- Challenge:
Pull out every line in the data below that contains the string "snowy", and copy each one unchanged.

───── Data records

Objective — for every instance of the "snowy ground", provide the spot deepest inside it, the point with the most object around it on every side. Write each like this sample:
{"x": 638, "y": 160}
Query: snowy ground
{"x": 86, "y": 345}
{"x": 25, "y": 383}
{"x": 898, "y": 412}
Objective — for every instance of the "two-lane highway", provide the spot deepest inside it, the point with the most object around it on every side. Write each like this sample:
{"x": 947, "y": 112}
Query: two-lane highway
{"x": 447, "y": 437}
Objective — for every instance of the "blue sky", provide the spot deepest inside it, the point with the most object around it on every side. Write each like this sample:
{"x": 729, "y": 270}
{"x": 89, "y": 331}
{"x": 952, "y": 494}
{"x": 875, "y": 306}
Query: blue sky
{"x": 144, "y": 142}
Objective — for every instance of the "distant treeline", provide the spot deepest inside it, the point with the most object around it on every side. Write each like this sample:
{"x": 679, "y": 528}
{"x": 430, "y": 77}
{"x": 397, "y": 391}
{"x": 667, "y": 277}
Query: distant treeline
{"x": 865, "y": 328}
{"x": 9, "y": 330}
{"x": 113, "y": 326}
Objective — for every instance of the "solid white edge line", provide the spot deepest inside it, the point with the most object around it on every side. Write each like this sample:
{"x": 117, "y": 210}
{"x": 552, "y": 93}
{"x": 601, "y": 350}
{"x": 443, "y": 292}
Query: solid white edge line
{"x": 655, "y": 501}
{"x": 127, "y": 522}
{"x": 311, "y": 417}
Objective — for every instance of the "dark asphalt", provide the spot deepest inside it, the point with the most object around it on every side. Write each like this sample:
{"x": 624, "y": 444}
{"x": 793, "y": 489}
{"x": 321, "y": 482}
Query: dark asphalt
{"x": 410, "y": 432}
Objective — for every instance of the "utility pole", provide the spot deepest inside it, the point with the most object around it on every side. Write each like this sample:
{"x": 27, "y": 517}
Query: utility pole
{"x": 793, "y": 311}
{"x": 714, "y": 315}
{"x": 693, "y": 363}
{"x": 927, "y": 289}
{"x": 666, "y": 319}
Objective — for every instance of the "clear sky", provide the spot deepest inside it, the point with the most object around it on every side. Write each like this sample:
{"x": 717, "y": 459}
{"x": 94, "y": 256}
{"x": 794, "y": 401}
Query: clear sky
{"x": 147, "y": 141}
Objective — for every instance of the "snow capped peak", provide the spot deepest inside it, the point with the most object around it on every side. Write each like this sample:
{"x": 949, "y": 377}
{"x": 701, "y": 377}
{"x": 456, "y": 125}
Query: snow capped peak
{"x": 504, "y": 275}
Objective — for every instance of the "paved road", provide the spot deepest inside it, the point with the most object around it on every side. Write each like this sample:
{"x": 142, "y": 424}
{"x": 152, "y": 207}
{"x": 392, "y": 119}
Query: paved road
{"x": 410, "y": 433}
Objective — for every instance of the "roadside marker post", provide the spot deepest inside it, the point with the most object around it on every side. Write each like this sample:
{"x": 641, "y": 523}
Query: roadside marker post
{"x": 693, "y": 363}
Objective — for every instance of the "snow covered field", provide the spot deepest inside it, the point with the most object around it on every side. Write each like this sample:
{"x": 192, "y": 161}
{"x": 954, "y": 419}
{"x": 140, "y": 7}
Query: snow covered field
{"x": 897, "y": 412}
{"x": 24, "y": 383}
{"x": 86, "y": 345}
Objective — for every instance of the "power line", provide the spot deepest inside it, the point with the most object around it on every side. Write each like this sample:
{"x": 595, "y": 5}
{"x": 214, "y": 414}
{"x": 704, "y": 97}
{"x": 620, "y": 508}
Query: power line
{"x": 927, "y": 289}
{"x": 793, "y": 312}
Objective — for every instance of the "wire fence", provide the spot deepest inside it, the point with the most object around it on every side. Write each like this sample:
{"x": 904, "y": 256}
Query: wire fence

──────────

- The answer:
Objective — for every instance of the "snowy ground", provide the spot deepest inside it, the point with the most object around it on every side. Write each like this sample:
Query: snowy ground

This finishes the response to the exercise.